Directions for this task: Entries follow. Give back exactly the lines starting at the one containing "Target: kitchen island" and ending at the one containing "Where can the black", and no other lines.
════════════════════
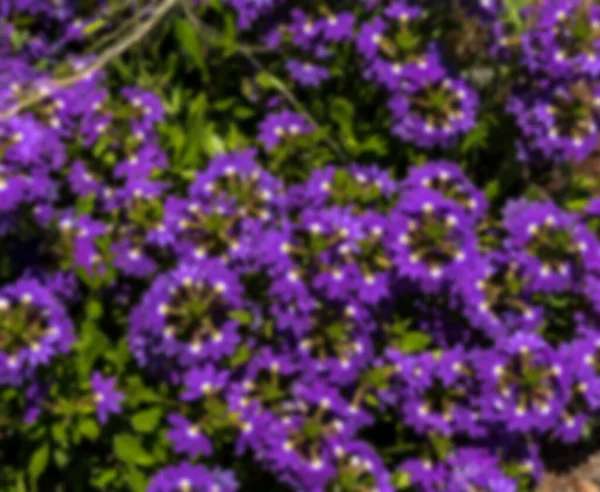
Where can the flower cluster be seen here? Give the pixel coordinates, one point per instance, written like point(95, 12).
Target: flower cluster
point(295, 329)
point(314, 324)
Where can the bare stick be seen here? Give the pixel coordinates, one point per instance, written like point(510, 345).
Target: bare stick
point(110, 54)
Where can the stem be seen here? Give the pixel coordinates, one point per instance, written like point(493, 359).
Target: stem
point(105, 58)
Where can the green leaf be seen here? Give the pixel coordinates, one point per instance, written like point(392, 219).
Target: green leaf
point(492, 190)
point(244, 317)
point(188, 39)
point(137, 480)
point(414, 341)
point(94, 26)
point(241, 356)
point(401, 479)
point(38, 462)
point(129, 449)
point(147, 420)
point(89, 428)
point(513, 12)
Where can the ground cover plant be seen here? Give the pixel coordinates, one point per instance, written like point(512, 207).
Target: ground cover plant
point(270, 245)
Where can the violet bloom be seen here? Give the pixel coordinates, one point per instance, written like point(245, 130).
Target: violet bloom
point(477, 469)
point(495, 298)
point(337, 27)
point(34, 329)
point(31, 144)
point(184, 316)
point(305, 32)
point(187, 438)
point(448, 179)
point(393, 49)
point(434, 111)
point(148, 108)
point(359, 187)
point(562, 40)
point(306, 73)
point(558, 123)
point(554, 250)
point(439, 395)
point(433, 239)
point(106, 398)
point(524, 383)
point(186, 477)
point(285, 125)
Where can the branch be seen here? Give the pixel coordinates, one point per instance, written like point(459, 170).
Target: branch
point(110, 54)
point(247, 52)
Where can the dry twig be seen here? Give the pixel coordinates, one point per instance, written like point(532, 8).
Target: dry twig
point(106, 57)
════════════════════
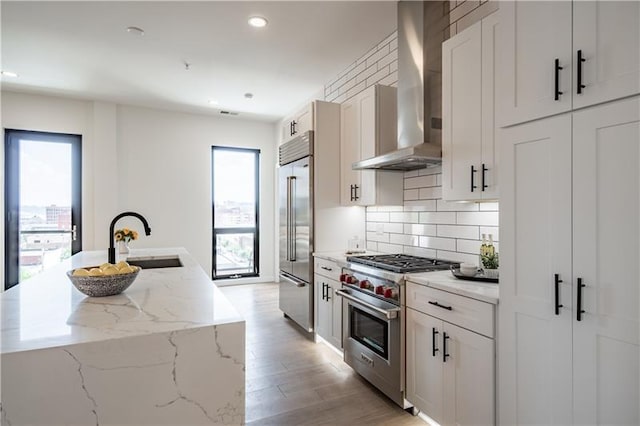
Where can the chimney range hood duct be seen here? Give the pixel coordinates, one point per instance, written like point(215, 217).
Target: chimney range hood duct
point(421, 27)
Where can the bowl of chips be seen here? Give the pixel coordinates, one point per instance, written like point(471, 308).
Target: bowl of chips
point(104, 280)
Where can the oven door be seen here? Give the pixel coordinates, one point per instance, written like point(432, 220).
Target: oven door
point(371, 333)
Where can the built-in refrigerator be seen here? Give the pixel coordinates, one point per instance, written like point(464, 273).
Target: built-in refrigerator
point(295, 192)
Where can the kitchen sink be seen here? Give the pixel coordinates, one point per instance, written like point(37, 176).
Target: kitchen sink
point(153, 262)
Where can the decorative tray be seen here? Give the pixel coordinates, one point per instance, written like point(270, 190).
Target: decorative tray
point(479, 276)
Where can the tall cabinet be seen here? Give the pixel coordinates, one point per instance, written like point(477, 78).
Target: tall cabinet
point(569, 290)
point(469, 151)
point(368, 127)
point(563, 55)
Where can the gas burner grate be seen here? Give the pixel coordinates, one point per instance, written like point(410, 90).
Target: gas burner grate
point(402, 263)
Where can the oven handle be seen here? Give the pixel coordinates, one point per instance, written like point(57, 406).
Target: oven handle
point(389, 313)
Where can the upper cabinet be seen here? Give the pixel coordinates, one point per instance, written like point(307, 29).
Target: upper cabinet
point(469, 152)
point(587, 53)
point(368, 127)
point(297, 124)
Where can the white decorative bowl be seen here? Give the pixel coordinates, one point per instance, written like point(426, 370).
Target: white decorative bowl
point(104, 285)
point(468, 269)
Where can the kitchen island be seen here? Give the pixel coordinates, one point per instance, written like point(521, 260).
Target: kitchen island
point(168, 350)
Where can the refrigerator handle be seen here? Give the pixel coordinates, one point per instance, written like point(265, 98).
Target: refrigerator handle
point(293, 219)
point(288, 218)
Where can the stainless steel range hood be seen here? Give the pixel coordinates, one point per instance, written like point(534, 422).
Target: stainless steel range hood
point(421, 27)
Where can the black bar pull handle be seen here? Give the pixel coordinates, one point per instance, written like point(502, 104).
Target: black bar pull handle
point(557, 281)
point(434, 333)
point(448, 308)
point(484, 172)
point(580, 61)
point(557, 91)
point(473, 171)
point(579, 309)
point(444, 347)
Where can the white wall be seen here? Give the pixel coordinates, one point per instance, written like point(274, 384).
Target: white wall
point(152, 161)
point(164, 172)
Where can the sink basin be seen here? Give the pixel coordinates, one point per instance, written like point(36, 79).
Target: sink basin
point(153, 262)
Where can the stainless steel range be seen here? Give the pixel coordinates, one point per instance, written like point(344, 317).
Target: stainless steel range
════════════════════
Solution to this problem:
Target: kitchen island
point(168, 350)
Where can the refrigerator handle be seen here? Give the pixel coordinates, one point per instance, written like point(265, 98).
Target: refrigerator handle
point(293, 219)
point(288, 218)
Where can the stainless steel range hood be seen here? Give the pixel coordinates, one point per instance, written like point(534, 422).
Target: stainless steel range hood
point(421, 27)
Where can the black bar pull handle be seen here? Give the pixel coordinates, one point per instance, written like point(502, 104).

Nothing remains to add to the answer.